» **WRITTEN REQUEST**
Extract exactly the range of lines bounded by the line containing "the red apple" and the final line of the listing, both ends included, and no other lines.

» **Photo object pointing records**
══════════

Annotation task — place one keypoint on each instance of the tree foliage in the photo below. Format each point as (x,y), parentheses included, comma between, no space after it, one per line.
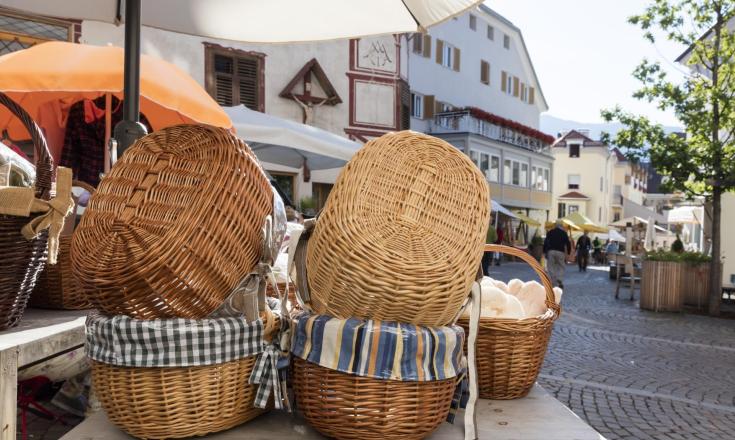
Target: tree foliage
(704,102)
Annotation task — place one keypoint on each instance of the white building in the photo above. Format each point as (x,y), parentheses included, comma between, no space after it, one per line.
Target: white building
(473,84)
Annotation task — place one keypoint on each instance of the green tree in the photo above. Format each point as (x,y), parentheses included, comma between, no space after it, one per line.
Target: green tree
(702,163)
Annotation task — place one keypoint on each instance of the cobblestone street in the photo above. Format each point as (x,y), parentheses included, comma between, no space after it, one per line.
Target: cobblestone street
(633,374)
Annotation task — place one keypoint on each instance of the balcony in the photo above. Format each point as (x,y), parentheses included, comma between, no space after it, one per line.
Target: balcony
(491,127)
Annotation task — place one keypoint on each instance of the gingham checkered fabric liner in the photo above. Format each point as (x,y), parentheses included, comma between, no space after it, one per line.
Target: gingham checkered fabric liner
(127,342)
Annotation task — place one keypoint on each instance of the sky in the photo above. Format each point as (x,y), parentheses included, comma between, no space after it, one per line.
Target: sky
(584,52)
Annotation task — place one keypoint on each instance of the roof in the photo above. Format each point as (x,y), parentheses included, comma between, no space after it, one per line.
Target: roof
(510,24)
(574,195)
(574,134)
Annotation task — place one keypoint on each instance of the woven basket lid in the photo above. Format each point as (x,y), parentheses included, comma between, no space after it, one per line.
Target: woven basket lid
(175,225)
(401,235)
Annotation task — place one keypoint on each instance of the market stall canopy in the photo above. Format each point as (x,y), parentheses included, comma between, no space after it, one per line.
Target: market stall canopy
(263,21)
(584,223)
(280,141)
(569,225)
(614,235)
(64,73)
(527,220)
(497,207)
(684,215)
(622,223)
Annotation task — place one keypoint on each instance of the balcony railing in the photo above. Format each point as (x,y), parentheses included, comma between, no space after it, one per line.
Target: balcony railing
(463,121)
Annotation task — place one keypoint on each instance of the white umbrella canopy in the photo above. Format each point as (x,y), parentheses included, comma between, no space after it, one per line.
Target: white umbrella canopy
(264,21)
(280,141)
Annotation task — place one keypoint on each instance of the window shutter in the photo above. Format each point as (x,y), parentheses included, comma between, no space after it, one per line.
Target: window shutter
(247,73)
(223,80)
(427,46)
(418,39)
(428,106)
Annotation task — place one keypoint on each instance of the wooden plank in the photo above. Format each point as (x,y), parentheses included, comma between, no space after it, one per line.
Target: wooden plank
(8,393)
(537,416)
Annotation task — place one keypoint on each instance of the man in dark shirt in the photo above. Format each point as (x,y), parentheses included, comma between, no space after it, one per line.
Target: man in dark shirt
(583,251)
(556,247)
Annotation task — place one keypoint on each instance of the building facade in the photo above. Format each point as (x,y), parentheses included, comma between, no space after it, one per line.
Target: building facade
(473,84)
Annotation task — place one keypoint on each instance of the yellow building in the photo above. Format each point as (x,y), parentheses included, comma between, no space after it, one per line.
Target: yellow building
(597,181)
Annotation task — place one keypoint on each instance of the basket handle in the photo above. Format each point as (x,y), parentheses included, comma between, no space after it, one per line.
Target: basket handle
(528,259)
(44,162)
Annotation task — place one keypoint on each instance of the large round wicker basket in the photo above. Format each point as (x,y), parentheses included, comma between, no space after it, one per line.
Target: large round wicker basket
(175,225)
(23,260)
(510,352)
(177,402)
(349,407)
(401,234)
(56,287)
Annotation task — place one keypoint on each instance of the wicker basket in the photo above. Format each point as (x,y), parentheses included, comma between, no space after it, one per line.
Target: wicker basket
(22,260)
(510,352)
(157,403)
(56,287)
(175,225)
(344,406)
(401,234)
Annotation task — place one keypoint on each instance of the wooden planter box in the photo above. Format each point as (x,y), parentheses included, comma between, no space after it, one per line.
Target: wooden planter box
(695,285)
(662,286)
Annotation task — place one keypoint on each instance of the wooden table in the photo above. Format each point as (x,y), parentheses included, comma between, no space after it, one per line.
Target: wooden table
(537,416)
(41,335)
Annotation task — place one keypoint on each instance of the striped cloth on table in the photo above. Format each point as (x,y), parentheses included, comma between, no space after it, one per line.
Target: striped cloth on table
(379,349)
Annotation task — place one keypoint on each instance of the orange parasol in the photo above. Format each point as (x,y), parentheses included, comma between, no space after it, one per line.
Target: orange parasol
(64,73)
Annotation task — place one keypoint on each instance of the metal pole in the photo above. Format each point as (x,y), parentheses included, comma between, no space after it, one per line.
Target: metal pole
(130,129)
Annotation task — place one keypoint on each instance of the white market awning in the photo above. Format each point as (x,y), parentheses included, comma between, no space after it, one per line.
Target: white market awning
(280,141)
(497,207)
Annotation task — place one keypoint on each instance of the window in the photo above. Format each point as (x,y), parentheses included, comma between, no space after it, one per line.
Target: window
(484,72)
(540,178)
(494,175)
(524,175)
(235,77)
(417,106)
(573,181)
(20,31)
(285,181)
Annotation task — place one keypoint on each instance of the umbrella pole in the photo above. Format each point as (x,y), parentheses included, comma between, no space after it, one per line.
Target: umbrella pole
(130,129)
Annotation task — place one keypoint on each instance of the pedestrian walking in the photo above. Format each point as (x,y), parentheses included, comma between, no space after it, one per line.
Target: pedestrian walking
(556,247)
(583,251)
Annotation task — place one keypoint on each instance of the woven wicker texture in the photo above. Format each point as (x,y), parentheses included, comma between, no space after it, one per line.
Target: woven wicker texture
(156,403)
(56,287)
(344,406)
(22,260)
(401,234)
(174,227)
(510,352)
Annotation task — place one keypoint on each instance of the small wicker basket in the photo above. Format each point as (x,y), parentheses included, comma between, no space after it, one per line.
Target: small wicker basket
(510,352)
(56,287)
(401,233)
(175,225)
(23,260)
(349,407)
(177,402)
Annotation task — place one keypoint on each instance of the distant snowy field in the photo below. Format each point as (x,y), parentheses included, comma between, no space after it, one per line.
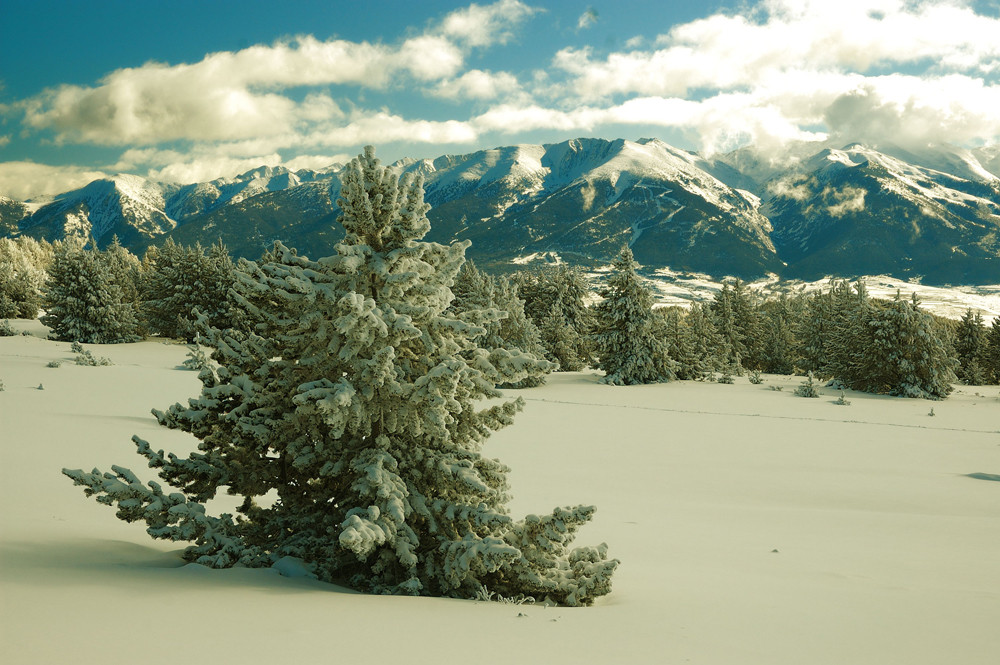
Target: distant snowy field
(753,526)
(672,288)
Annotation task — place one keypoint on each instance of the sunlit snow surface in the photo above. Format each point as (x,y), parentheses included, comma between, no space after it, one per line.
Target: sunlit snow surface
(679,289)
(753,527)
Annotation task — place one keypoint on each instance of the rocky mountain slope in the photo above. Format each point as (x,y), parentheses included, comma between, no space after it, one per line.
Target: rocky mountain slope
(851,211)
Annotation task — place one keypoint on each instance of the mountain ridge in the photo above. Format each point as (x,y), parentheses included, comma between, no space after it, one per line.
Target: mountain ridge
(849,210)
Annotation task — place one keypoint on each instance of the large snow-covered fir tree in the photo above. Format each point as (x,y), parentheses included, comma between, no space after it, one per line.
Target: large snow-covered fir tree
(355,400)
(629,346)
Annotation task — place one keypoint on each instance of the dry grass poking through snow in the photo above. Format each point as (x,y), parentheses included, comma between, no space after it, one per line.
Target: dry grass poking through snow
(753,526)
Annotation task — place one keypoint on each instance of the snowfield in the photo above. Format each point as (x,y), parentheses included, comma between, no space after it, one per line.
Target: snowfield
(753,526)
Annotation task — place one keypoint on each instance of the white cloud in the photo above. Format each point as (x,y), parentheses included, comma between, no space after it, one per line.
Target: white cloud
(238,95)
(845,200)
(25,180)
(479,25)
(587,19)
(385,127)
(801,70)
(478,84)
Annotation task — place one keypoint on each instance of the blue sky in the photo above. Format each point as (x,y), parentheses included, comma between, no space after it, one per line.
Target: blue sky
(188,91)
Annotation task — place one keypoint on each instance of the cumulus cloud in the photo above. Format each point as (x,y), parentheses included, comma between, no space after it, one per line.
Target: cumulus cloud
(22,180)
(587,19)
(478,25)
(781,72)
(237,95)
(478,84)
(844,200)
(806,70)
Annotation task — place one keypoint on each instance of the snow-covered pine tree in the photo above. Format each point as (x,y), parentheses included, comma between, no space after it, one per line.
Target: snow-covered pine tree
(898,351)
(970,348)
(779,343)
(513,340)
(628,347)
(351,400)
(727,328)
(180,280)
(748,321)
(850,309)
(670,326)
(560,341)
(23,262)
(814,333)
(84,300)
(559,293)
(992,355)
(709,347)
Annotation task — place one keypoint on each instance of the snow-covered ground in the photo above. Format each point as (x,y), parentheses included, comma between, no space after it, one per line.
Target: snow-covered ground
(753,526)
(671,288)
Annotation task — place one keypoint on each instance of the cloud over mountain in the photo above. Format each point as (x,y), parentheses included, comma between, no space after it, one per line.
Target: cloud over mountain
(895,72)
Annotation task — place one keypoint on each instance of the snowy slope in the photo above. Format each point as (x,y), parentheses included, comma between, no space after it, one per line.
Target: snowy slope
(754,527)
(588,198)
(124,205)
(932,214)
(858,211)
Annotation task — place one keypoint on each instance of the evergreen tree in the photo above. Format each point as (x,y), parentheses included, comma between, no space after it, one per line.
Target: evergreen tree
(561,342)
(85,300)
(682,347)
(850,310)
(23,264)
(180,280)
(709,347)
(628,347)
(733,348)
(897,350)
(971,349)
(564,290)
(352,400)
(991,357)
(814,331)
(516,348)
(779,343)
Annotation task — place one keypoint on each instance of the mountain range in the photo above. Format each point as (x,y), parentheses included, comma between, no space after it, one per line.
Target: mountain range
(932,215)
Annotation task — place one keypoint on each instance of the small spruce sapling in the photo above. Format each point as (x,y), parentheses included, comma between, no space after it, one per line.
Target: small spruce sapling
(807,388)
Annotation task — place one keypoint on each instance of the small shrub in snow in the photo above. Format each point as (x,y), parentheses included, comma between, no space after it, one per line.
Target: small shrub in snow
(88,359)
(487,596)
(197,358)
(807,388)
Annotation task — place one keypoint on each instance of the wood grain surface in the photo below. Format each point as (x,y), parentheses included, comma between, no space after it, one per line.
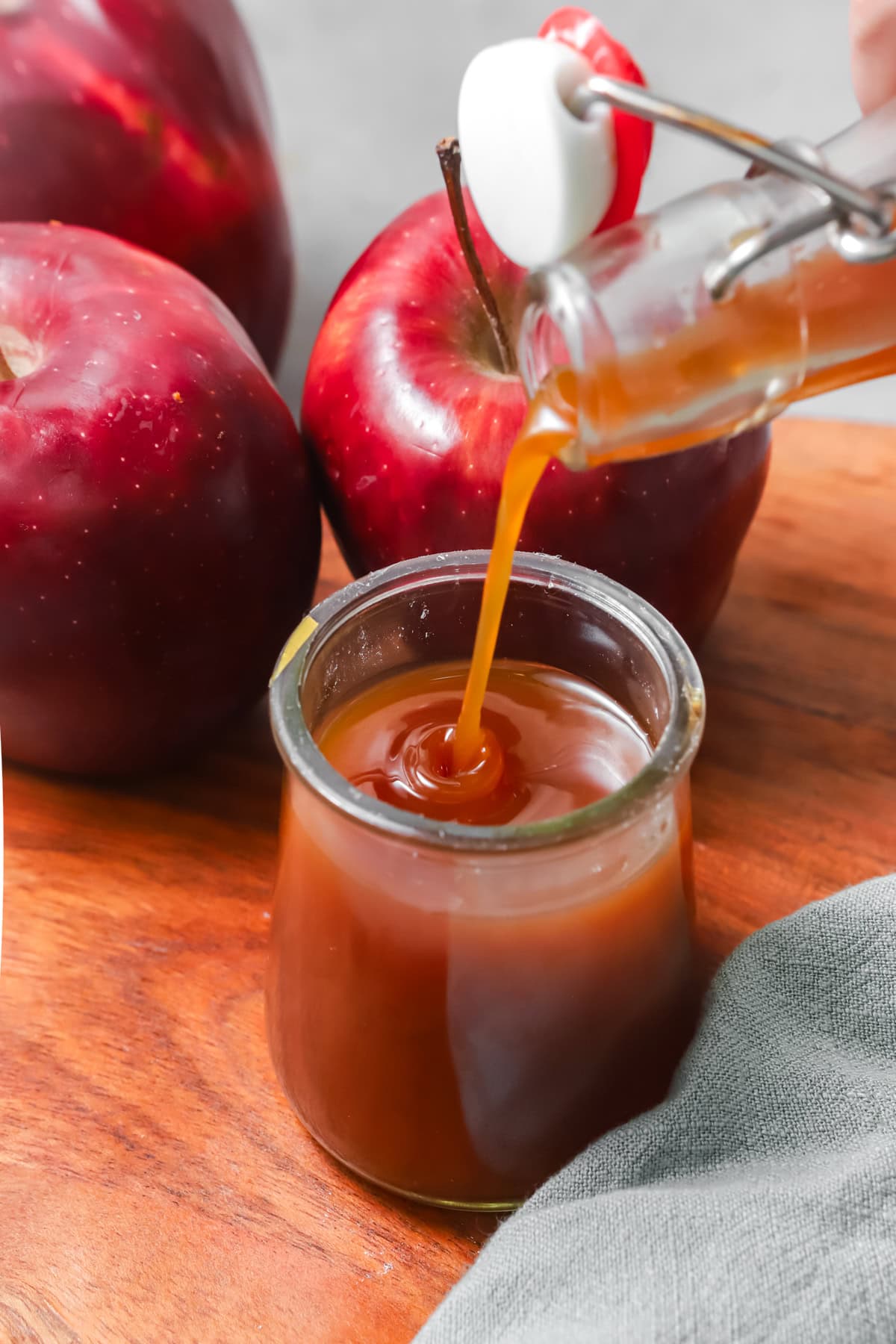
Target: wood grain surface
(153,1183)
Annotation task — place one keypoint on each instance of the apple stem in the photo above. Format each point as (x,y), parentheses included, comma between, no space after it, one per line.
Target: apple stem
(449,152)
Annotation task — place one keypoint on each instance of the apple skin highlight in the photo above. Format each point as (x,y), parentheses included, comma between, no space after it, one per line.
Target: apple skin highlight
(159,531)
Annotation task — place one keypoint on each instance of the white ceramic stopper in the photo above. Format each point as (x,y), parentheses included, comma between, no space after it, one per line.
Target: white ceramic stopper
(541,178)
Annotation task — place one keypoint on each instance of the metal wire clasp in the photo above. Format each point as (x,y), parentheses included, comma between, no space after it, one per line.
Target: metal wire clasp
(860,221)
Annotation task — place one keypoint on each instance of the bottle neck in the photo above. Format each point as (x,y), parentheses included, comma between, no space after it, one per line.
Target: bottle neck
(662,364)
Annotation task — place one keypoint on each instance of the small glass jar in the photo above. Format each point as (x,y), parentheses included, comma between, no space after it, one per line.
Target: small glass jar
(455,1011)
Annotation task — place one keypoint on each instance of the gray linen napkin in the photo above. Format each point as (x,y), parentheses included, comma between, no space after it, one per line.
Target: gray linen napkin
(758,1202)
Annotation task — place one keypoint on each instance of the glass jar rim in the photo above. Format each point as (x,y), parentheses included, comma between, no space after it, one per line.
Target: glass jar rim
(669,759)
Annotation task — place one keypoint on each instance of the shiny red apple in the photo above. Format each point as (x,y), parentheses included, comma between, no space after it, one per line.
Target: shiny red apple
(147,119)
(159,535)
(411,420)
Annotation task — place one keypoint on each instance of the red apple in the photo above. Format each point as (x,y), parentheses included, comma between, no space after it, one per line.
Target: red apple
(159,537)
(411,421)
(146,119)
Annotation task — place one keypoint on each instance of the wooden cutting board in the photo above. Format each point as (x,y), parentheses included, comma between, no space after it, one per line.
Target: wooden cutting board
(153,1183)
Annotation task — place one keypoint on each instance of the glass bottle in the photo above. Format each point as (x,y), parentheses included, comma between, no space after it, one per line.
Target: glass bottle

══════════

» **EXPECTED OUTPUT**
Annotation task — place one keypoint on each instance of the red apple in the photo above. Format each point as (x,y), parentheses included, comma between, no space after it, one per line.
Target: red apple
(159,537)
(411,421)
(146,119)
Annotation task — place one keypoint on each instance of the wooden cutting board in the photo above. Format each point as (x,y), parentheses included, comma between, no space after it, one per line.
Target: wooden cutting board
(153,1183)
Annotation task — place one keypoint on each instance of the glass bottle in the photo above. Format each point as (x,y), parentheses included, comma between, no space after it, one per line.
Target: glass bottle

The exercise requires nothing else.